Belge Metni:
☆ ☆ ☆ ☆ ☆

Tüm bu olaylar neticesinde uluslararası mali alanda beklenen buhran ilk kez 1960 yılında altına hücumla başlamıştır. ABD’nin giderek eriyen altın stokları karşısında uluslararası spekülatörler doların er veya geç devalüe edileceğini tahmin ettiklerinden. Londra altın borsasından yoğun şekilde altın satın almaya başlamışlardır. Aşırı talep karşısında serbest piyasadaki altın fiyatlarını resmi fiyat olan 35 dolar düzeyinde tutabilmek için Amerika, İngiltere, Belçika, Almanya, Fransa, İtalya. Hollanda ve İsviçre 1960 yılında Londra Altın Fonu’nu (Gold Pool) kurmuş ve resmi altın rezervlerini kullanarak İngiliz Merkez Bankasının piyasaya müdahalelerine destek olmuşlardır. O yıllarda bu fonun kurulmasındaki en önemli amaç spekülatörlerin altın talebini kırmaktı.

Bu sırada ABD, dış ödeme açıklarını kapamak için bazı önlemler almış ve Avrupalı şirketlerin düşük faizle New York borsasından borçlanmalarını önlemek için 1960 yılında faiz oranlanın eşitleme vergisini yürürlüğe koymuştur. Bundan başka, ödemeler bilançosunu düzeltmek ve ülkeye yabancı sermaye çekmek amacıyla kısa süreli faiz oranları düşürülürken, ekonomiye canlılık kazandırmak amacıyla uzun süreli faiz oranları yükseltilmiştir. Yabancıların biriktirdikleri rezervleri dolar olarak tutup altına çevirmelerini engellemek amacıyla yabancı merkez bankalarına ellerindeki dolar rezervleri karşılığında “Roosa Bonoları” adı verilen orta vadeli tahviller satma yoluna gidilmiş, fakat bu önlemlerin hiçbirisi soruna esaslı bir çözüm getirmemiştir.

Daha sonraları, sağlanan dış kredilere rağmen 1964 yılından beri sarsıntı geçiren İngiliz Sterlini 18 Kasım 1967 tarihinde devalüe edilmiş, bunun üzerine 1968 yılı başlarında spekülatörler yeniden altın almaya başlamışlardır. Altın fonu aracılığı ile piyasaya önemli miktarda altın arz eden Merkez Bankaları (özellikle ABD Merkez Bankası) 17 Mart 1968 tarihinde serbest piyasadaki altın fiyatlarını “desteklememe” kararı almışlardır. Böylelikle altın fonu dağıldığı gibi, altın fiyatlarında birisi serbest piyasadaki arz ve talebe göre belirlenen yüksek fiyat, diğeri de merkez bankaları arasındaki işlemlerde geçerli olan resmi fiyat (1 Ons=35$) olmak üzere ikili fiyat sistemi benimsenmiştir. İkili piyasanın oluşmasıyla birlikte akının parasal fonksiyonunda önemli bir gerileme meydana gelmiştir.

☆ ☆ ☆ ☆ ☆

Yazılı Görevler:
1 - Uluslararası altın buhranını anlatan metne göre İngiliz sterlini hangi tarihte devalüe edilmiştir?
2 - Uluslararası altın buhranını anlatan metni, son cümlesinden itibaren sürdürün.

Veri Alıntısı:
☆ ☆ ☆ ☆ ☆

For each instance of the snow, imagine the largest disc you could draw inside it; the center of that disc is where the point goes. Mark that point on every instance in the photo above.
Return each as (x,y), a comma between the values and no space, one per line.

☆ ☆ ☆ ☆ ☆

Alıştırma Sonuçları:
1 - 18 Kasım 1967 tarihinde.

2 -
İngiliz Sterlini’nin devalüe edilmesinden sonra Fransız Frankı’da baskı altına girmiş ve 1969 Ağustos’unda frank devalüe edilmiştir. Almanya ise, tarihinde ilk defa Mark’ı dalgalanmaya bırakmış ve bir miktar değer kazanmasına izin verdikten sonra resmi kurunu yeniden belirlemiştir.

1958’lere kadar aksamadan işleyen altın kambiyo sistemi, bu yıllardan sonra sendelemeye ve ağır aksak yürümeye başlamıştır. Anahtar paraya sahip olan ABD’nin ödemeler dengesi açıklarını emisyonla kapatması dünyada bir dolar bolluğu yaratmış, ABD’de görülen enflasyonun tüm dünyaya yayılması anahtar paraya olan güveni sarsmış, Amerika’nın doları devalüe etmekten kaçınması ve ekonomileri gittikçe kuvvetlenen Batı ülkelerinin Mark, Sterlin, Yen gibi güçlü paralara sahip olması dolardan kaçışı hızlandırmıştır. Elinde dolar olan kişiler bu dolarları ya yukarıda sıralanan sağlam paralara yada altın ve gümüş gibi kıymetli madenlere çevirmeye başlamışlardır. 1960’ların sonlarında sürekli istikrarsızlıklar uluslararası mali piyasaların başlıca özelliği haline gelmiştir. Almanya ve Japonya gibi ödemeler bilançosu fazla veren ülkeler ABD’nin istemesine rağmen ulusal paralarını revalüe etmeye yanaşmamış, dış ödeme fazlalarını önemli bir ekonomik ve siyasal güç olarak kullanmışlardır.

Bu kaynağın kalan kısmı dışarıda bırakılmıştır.